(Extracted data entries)
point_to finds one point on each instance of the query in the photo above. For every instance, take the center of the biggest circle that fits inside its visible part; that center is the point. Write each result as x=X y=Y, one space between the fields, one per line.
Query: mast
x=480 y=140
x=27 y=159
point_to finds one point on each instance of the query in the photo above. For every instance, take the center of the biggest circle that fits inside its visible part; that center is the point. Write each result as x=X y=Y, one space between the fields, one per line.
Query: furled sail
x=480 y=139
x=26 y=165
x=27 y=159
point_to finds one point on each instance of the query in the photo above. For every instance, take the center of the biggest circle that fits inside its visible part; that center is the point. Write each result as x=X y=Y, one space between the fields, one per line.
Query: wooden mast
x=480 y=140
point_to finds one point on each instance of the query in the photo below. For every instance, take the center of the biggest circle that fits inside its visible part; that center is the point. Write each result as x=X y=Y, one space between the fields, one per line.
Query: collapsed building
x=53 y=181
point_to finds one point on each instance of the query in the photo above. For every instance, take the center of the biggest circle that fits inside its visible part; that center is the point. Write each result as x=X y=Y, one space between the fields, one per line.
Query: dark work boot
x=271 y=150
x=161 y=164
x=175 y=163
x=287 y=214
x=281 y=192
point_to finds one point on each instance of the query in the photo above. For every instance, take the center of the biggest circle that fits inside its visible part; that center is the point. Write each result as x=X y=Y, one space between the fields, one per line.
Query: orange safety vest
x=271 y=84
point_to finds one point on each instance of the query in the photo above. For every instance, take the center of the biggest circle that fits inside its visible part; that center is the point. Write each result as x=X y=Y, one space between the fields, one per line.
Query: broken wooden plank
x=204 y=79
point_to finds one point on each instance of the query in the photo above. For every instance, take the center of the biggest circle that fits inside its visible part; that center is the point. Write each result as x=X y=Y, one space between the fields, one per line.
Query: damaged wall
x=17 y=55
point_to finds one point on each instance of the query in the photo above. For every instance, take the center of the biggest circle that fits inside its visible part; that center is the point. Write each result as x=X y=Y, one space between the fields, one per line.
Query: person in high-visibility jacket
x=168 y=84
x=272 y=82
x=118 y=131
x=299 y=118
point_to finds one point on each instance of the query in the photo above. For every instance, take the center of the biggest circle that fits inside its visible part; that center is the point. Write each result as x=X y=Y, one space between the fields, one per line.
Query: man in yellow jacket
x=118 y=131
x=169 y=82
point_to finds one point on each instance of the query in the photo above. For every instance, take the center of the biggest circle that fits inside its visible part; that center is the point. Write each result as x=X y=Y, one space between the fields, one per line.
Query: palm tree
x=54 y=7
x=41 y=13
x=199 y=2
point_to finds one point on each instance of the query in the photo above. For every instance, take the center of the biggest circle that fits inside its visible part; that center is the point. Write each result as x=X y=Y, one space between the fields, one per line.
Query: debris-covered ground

• **Task description**:
Write down the entries above again. Copy them word for word.

• **Solution to the problem**:
point_to finds one point on each instance of the query in the photo above. For every instance, take the center of the biggest circle that fits inside its visible part; that center is the point. Write each result as x=X y=Y, one space between the fields, one per line.
Query: mast
x=480 y=140
x=27 y=159
point_to finds one point on each instance of the query in the photo above. For every instance, take the center of the biggest circle that fits inside its visible part; that center is the point. Write each result as x=X y=Y, one space between the fields, one per line.
Query: furled sail
x=480 y=139
x=26 y=165
x=27 y=159
point_to finds one point on each instance of the query in the photo above. For every instance, take the center of the biggest circle that fits inside its visible part; that center is the point. Write each result as x=X y=Y, one space between the fields, one per line.
Query: wooden mast
x=480 y=140
point_to finds one point on each instance of the query in the photo below. For every instance, take the center of the biggest circle that fits inside its visible part; that center is the point. Write each result as x=X y=Y, one space between the fields, one per line.
Query: collapsed building
x=53 y=181
point_to finds one point on each instance of the query in the photo above. For every instance, take the center of the biggest circle that fits inside its visible part; that center is the point. Write each result as x=X y=Y, one space between the fields, one per line.
Query: dark work boot
x=271 y=150
x=161 y=164
x=175 y=163
x=287 y=214
x=281 y=192
point_to finds one point on each instance of the query in the photo above. For every instance, take the center of the biggest circle that fits inside its visible part; that center is the point. Write each result as x=X y=Y, one space between the fields, one per line.
Query: orange safety vest
x=271 y=84
point_to finds one point on each instance of the query in the photo above. For every instance, take the center of the biggest circle that fits inside its visible part; that center is the point. Write each result as x=X y=Y, one space between the fields, one per line.
Query: broken wooden plank
x=204 y=79
point_to finds one point on each instance of the query in the photo above. For every instance, take the center of the biggest circle that fits inside its visible part; that center is the point. Write each result as x=X y=Y, one space between the fields, one per line.
Query: damaged wall
x=17 y=55
point_to finds one point on each instance of the query in the photo above. For every instance, take the center of the biggest circle that fits inside its visible part; that center is the point. Write each result as x=X y=Y, one space between the fields, one per line.
Query: person in high-visibility jacket
x=168 y=84
x=272 y=82
x=118 y=131
x=299 y=118
point_to finds one point on each instance of the query in the photo above. For every instance, take the center of the biggest circle that fits inside its visible part; that center is the point. Write each result as x=X y=Y, one space between the fields, one per line.
Query: man in yellow jacket
x=118 y=131
x=169 y=82
point_to finds one point on each instance of the query in the photo above. For every instance, take the center of the biggest circle that fits inside its visible part; that center is the point. Write each result as x=X y=Y, one space between the fields, one per line.
Query: palm tree
x=54 y=7
x=41 y=13
x=199 y=2
point_to finds one point on each instance of the query in the photo above. For every instance, take the center of the biggest circle that fits inside its visible part; that center is the point. Write each result as x=X y=Y, one space between the fields, one per line.
Query: debris-covered ground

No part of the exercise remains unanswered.